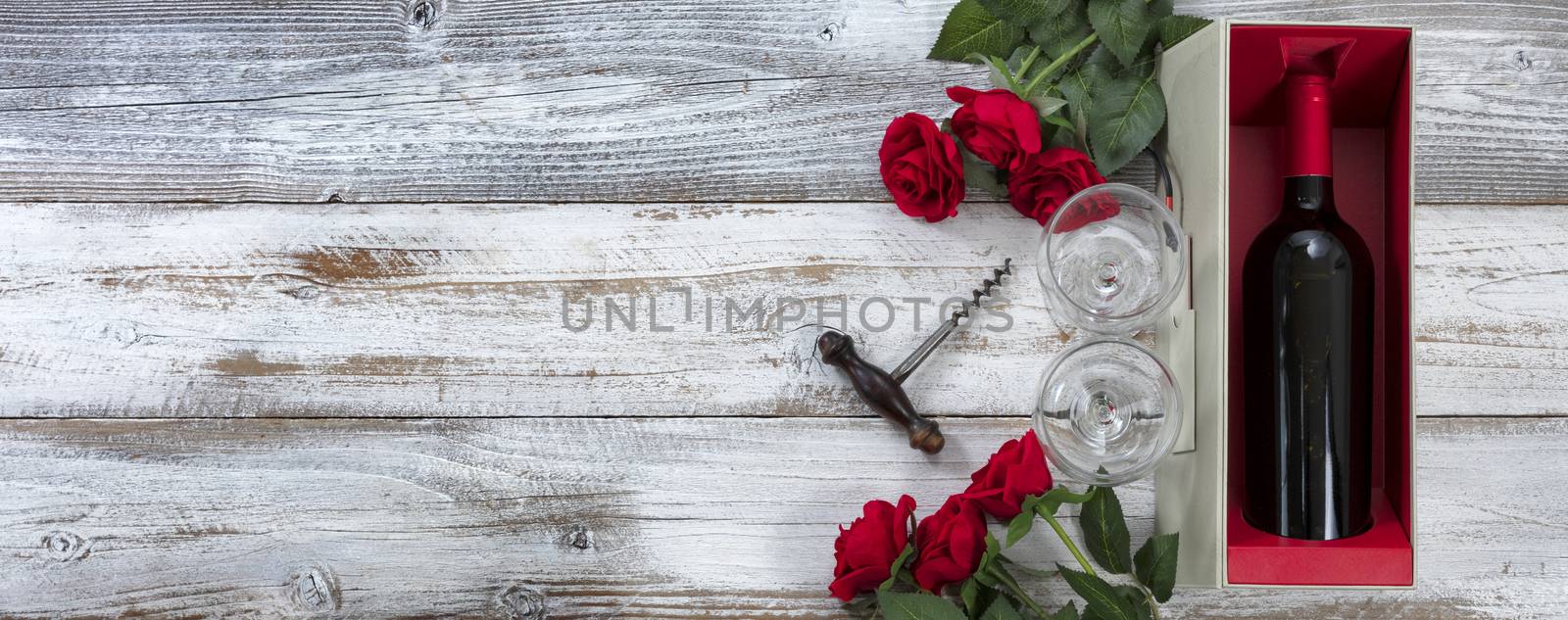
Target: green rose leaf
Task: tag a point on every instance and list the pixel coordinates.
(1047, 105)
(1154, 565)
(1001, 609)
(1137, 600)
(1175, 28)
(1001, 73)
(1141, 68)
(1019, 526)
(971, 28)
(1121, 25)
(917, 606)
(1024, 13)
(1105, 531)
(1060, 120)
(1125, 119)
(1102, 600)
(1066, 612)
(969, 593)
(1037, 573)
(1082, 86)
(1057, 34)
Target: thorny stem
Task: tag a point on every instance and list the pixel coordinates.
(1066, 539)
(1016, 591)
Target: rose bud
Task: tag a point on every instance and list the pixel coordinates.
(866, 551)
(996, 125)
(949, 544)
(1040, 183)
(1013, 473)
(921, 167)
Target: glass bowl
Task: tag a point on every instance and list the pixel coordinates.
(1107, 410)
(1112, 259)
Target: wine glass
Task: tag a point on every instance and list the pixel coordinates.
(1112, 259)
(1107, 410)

+++

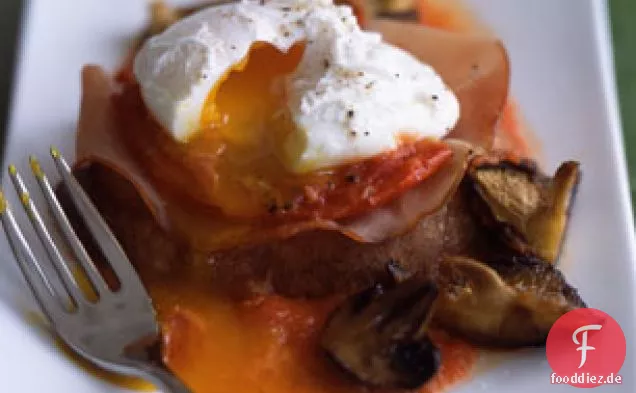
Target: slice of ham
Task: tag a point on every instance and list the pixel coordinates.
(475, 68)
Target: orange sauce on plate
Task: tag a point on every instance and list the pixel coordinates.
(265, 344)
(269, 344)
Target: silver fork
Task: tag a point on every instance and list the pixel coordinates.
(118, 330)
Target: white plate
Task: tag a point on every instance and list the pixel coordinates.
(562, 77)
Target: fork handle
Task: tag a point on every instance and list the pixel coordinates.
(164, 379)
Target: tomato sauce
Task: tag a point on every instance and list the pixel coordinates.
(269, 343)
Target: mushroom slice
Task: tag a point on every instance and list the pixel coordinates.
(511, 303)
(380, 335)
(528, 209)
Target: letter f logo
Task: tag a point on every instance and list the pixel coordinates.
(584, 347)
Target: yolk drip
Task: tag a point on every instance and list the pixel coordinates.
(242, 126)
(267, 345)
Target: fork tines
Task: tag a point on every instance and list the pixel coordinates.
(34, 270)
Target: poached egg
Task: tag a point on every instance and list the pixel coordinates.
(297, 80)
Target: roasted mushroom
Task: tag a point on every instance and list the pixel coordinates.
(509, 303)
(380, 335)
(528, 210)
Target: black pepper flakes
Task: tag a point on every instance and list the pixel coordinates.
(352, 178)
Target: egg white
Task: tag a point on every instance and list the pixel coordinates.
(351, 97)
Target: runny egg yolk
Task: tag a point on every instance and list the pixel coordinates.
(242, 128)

+++

Try it →
Quote the listing above, but only from the line that shows "Target: orange sauce on plate" through the line that shows "Target: letter f logo".

Written response →
Target: orange sauce on plate
Task: tag a point on every instance and list the pixel coordinates.
(265, 344)
(269, 344)
Target: silver fork
Task: tag a point on every instance and list the pixel coordinates.
(118, 330)
Target: white plate
Task: tag a point on every instance and list the pixel coordinates.
(562, 77)
Target: fork handle
Task: tag a point on every instance and list the pixel coordinates.
(164, 379)
Target: tomato sauce
Task: tag a point on every instance and list the pixel coordinates.
(269, 343)
Target: mushroom slice
Task: tag a point on every instance and list the pixel coordinates.
(511, 303)
(380, 335)
(528, 209)
Target: letter f logo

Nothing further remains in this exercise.